Problem requirements - Return the entries below word for word; no images should appear in the copy.

START Available data

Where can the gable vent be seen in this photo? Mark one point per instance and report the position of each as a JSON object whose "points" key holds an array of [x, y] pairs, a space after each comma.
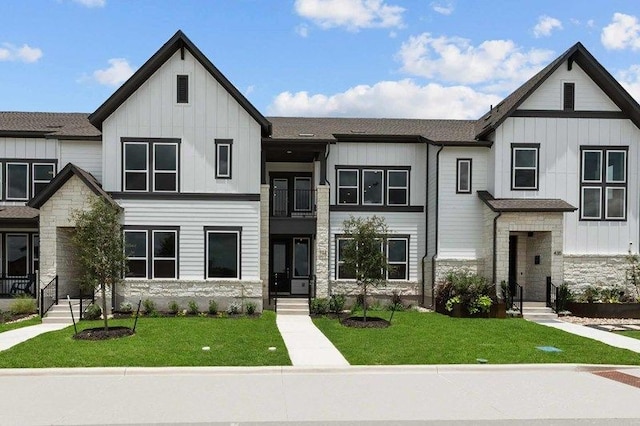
{"points": [[183, 89], [569, 96]]}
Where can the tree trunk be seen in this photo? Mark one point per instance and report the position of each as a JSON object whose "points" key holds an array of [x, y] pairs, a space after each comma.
{"points": [[103, 291]]}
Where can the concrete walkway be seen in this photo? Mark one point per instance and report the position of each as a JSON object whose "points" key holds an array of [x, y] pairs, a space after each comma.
{"points": [[11, 338], [307, 346]]}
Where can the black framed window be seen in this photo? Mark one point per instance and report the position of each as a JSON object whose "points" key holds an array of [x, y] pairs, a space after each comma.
{"points": [[603, 183], [222, 258], [463, 176], [150, 165], [223, 158], [524, 166]]}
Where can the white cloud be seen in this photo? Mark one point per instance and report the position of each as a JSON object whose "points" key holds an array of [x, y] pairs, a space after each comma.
{"points": [[546, 25], [91, 3], [388, 99], [630, 80], [453, 59], [117, 73], [351, 14], [26, 53], [443, 7], [623, 32]]}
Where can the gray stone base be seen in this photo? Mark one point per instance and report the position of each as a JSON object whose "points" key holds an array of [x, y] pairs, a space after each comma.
{"points": [[182, 292]]}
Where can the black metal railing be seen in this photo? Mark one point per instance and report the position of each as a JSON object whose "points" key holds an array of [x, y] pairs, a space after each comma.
{"points": [[552, 294], [48, 296], [299, 202], [16, 286]]}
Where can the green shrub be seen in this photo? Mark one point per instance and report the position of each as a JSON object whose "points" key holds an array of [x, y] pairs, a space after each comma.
{"points": [[213, 307], [174, 308], [23, 305], [336, 303], [192, 308], [319, 306], [250, 308], [93, 312], [149, 307]]}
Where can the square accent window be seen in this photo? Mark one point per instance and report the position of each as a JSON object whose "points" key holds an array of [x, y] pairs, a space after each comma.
{"points": [[223, 158], [222, 253], [524, 167], [463, 173]]}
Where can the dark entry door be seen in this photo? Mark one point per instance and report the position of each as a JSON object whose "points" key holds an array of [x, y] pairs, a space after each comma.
{"points": [[280, 267], [513, 263]]}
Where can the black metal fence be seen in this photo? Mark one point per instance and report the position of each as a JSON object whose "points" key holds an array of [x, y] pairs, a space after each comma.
{"points": [[16, 286]]}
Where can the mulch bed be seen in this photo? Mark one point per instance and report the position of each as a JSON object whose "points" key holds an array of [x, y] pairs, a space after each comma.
{"points": [[102, 334], [372, 322]]}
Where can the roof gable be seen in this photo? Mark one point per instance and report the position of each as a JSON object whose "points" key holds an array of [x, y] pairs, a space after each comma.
{"points": [[581, 56], [177, 42]]}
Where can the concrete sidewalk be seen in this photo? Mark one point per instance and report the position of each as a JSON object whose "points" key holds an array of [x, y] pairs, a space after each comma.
{"points": [[530, 394], [11, 338], [307, 346]]}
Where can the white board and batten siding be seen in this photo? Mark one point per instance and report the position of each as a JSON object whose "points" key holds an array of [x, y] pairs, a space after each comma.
{"points": [[192, 217], [461, 216], [212, 113], [560, 140], [588, 96]]}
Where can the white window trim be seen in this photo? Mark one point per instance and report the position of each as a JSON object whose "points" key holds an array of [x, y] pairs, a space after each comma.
{"points": [[174, 258], [238, 245], [125, 170], [599, 152], [26, 183], [165, 172], [624, 165], [357, 187], [582, 209], [606, 201], [145, 258], [516, 168]]}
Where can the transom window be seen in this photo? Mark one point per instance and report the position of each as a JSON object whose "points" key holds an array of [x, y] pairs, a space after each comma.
{"points": [[151, 253], [603, 183], [222, 256], [150, 165], [373, 186], [524, 166]]}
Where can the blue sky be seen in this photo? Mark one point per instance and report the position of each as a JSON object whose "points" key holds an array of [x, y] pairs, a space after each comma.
{"points": [[355, 58]]}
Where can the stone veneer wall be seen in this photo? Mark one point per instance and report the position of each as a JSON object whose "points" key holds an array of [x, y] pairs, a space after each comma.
{"points": [[322, 241], [162, 292]]}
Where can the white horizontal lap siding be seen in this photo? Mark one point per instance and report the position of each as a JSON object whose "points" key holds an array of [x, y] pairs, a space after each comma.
{"points": [[560, 140], [461, 216], [381, 154], [588, 96], [411, 224], [192, 217], [29, 148], [84, 154], [152, 112]]}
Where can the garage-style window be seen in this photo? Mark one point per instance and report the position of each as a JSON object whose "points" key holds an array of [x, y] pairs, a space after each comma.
{"points": [[603, 183]]}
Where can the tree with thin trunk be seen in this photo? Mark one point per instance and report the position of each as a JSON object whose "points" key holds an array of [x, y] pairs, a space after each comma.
{"points": [[100, 248], [363, 253]]}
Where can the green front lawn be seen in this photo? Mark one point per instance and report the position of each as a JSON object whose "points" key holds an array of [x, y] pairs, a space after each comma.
{"points": [[159, 342], [19, 324], [429, 338]]}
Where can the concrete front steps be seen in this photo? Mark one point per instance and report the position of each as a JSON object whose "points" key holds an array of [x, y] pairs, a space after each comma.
{"points": [[537, 311], [60, 313], [293, 306]]}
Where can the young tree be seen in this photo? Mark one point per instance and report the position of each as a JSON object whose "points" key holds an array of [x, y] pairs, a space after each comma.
{"points": [[363, 254], [100, 248]]}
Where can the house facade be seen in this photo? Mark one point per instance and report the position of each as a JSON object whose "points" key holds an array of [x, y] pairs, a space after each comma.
{"points": [[220, 202]]}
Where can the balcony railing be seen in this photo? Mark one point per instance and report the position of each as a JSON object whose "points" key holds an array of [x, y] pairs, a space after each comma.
{"points": [[293, 203]]}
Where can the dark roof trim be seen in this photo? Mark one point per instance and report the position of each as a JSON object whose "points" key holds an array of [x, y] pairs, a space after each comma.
{"points": [[178, 41], [516, 204], [61, 178]]}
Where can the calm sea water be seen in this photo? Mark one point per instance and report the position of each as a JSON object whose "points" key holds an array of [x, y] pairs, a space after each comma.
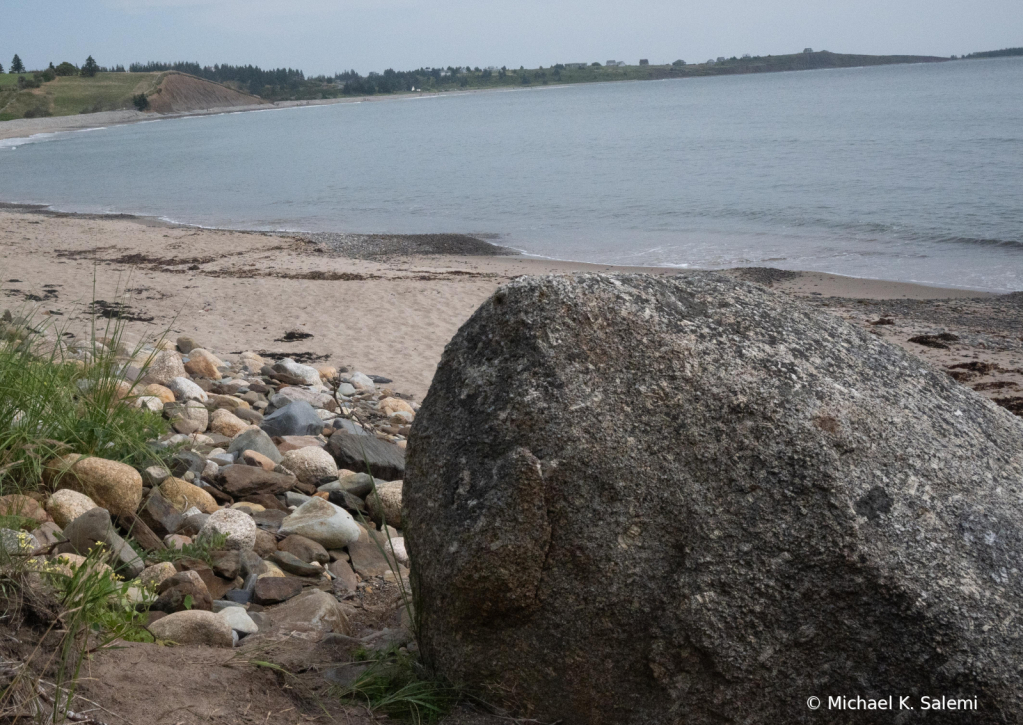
{"points": [[906, 172]]}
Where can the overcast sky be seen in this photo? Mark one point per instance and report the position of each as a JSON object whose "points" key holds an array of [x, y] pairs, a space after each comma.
{"points": [[324, 36]]}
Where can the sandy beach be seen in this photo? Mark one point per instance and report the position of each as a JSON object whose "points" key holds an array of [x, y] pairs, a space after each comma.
{"points": [[387, 306]]}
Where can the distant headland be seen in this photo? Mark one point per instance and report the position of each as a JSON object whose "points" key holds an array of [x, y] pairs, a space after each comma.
{"points": [[187, 87]]}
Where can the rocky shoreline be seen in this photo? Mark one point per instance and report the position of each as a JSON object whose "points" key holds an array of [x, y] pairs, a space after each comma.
{"points": [[282, 538]]}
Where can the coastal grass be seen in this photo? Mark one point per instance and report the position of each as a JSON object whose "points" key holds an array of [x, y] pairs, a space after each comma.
{"points": [[394, 684], [92, 608], [55, 400], [69, 95]]}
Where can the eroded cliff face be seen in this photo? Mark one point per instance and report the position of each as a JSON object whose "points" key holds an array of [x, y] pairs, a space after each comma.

END Available data

Written reply -
Where can the gable vent be seen in this photo? Mark one point per instance and report the position of each as a JSON object whose "points" key holds an array of [x, y] pairs, a space after each comma.
{"points": [[183, 89], [569, 96]]}
Where can the tree trunk be seen in this photo? Mark one point per instance and report the position of each as a JSON object whose "points" key holds an array of [x, y] pairs, a space after each comma.
{"points": [[103, 291]]}
Where can the concrete walkway be seen in this photo? Mark one point per instance and report the position of each as a JSON object whose "points" key holds an array of [x, y] pairs, a space after each comma.
{"points": [[11, 338], [307, 346]]}
Where can the black framed window be seen in this photo? Mark one point per instance and report the position of each as a JSON object whose "points" key holds an array of [x, y] pairs, a space after each comma.
{"points": [[603, 183], [222, 258], [463, 176], [150, 165], [223, 158], [524, 166]]}
Where can the white cloud be seen in this photo? Mark one point per instance and report the position of each as a JSON object whose "points" key holds an array of [x, y] pairs, a space after each comma.
{"points": [[546, 25], [91, 3], [388, 99], [630, 80], [453, 59], [117, 73], [351, 14], [26, 53], [443, 7], [623, 32]]}
Where can the gray stone base be seen in this photo? Mark one point per instance and report the position of each as a JSON object whose "points" key holds an array of [x, y] pairs, a space after each comma.
{"points": [[182, 292]]}
Where can the black metal railing be seen in this photo? Mark one point per instance and report the position of each as a JSON object whose "points" key holds an array of [x, y] pairs, a space after each comma.
{"points": [[552, 294], [48, 296], [299, 202], [16, 286]]}
Where can the green shrub be seen in this photo? Mark one point per instance and report the position of each as a JSON object whose "points" key holds an array of [x, y] pairs, a space after each comma.
{"points": [[213, 307], [174, 308], [23, 305], [336, 303], [192, 308], [319, 306], [250, 308], [93, 312], [149, 307]]}
Where can the square accent window be seen in this photo? Mark one point per instance and report the position of each as a JSON object whose "points" key holds an array of [x, y] pairs, a space after each comma.
{"points": [[223, 158], [222, 253], [524, 167], [463, 173]]}
Where can the dark entry door be seen in this photo? Mark one point per instance and report the position of each as a JSON object whose "points" key holds an array of [x, y] pairs, a space after each comma.
{"points": [[280, 267], [513, 263]]}
Where can the black metal fence be seen in this photo? Mark one point per instance and report the position of each as a JSON object whose "points" key holds an array of [x, y] pairs, a space after each comma.
{"points": [[16, 286]]}
Where can the mulch bed be seen in this photo? Mark one point per instance and report the position of each as a JSON object whose "points" key holds an array of [x, y] pairs, a space after each comma.
{"points": [[102, 334], [372, 322]]}
Where can the roof gable be seen in this photo? Mark one point per instance and report the position of each as a JSON object whose "points" key holds an array of [x, y] pairs, a space after each comma.
{"points": [[581, 56], [177, 42]]}
Where can the concrete sidewalk be seen in this photo? Mark one point per instance and report the position of each as a JSON object whose "points" key holds an array of [x, y] pairs, a space after each comma.
{"points": [[530, 394], [11, 338], [307, 346]]}
Where can the white board and batten siding be seen in this photo? Mark one point per instance and report the position of each as a JSON object whose "points" key holds an array of [x, y] pairs, a space after each comma.
{"points": [[192, 217], [461, 216], [212, 113], [560, 140], [588, 96]]}
Where can the white window trim be seen in this photo? Mark one point per instance and report the position of each as a JSON object whose "points" key holds an array of [x, y] pairs, a space after each comma.
{"points": [[174, 258], [238, 245], [125, 170], [599, 152], [26, 183], [165, 172], [624, 165], [357, 187], [582, 209], [606, 201], [145, 258], [516, 168]]}
Where can the transom window be seen in this photo? Mark one point per instance and report the position of each as a JSON object whose "points" key holds an array of [x, y] pairs, a space after each comma.
{"points": [[151, 253], [603, 183], [222, 256], [150, 165], [373, 186], [524, 166]]}
Where can the blue sky be seen in this photo? Mark one point per instance and report the position of each as a JSON object whose "points" key holds an array of [x, y] pairs, a space after each comma.
{"points": [[355, 58]]}
Where can the stone veneer wall be seen in this photo? Mark one point per instance and report the position of each as a JSON object whose "points" key holds an array of [x, y] pairs, a space after each comma.
{"points": [[322, 241], [162, 292]]}
Where can the white horizontal lap siding be seen in this photo? Mark one point per instance and report the position of each as a JSON object whose "points" key holds an array of [x, y] pairs, a space after each comma.
{"points": [[560, 140], [461, 216], [381, 154], [588, 96], [411, 224], [192, 217], [29, 148], [84, 154], [152, 112]]}
Where can the garage-style window be seen in this photo? Mark one point per instance and report the position of each as a JSON object whose "points" key holds an array of [x, y] pairs, a space after each comma.
{"points": [[603, 183]]}
Where can the tree with thin trunk be seen in this photo? Mark one point per instance and report the position of each as a JSON object whose "points" key holds an array of [x, y] pairs, a space after each comma.
{"points": [[100, 248], [363, 253]]}
Where can the green front lawn be seen in this photo? Mark one point per instance and report the position of each as a JSON object whose "points" key holds an array of [x, y] pairs, a space after each comma.
{"points": [[159, 342], [19, 324], [429, 338]]}
Where can the concrete front steps be seen in this photo? Mark one point per instance and report the position of each as a JSON object whose "points" key holds an array of [x, y] pairs, a space after each comma.
{"points": [[537, 311], [60, 313], [293, 306]]}
Where can the young tree be seen in this photo? Mark one point per instance and report the position of each as a JSON object whose "points" key holds an array of [x, y] pairs, a space after each comma.
{"points": [[363, 254], [100, 248]]}
Where can the house facade be seen in this photo? Mark one point per instance and report the position of each as a JSON object whose "points" key holds an array of [x, y] pairs, a space after each comma.
{"points": [[220, 202]]}
Where can the balcony railing be seen in this photo? Mark one point per instance and report the position of each as a JSON object whose "points" key holds an array of [x, y] pairs, a space after each comma.
{"points": [[293, 203]]}
Where can the dark roof trim be seen in this photo? Mark one point per instance and report the position of each as a JSON object whose "points" key holds an array of [x, y] pairs, a space after each comma.
{"points": [[178, 41], [516, 204], [61, 178]]}
Where can the calm sea water be seen in this photo? Mark one point per instance and report the position of each as a JSON object whose "points" key holds an array of [x, y] pairs, a space after each comma.
{"points": [[906, 172]]}
Where can the overcast sky be seen in this photo? Mark one point per instance and report the position of each as a JSON object whose "points" key holds an array of [x, y] pairs, a space after each comma.
{"points": [[324, 36]]}
Where can the sandy beach be seen in this photo? Mark one point per instance and report the position of each as a JSON object whose "points" key holds an array of [x, y] pairs, a space after each comma.
{"points": [[387, 306]]}
Where can the distant headland be seen in this photo? Mark one point per instance and report the position of each as a JSON object whose "points" key holds an array of [x, y] pairs, a space after each comma.
{"points": [[187, 87]]}
Where can the rocky shoreline be seen in this photo? Mark one point per instance and report the position of each as a JSON object whose "points" key holds an array of [x, y] pairs, a space after each comma.
{"points": [[282, 538]]}
Where can the coastal grass be seen in this photo? Mark one point per instance and report the position of each as a JSON object whose "points" key holds an array of [x, y] pairs, a space after each comma.
{"points": [[394, 684], [92, 608], [55, 400], [69, 95]]}
Where can the eroded cliff face be seen in this photo? Mark one point per instance and report the position of each as a JSON object whose "points" key holds an array of [x, y] pairs, a space after each comma.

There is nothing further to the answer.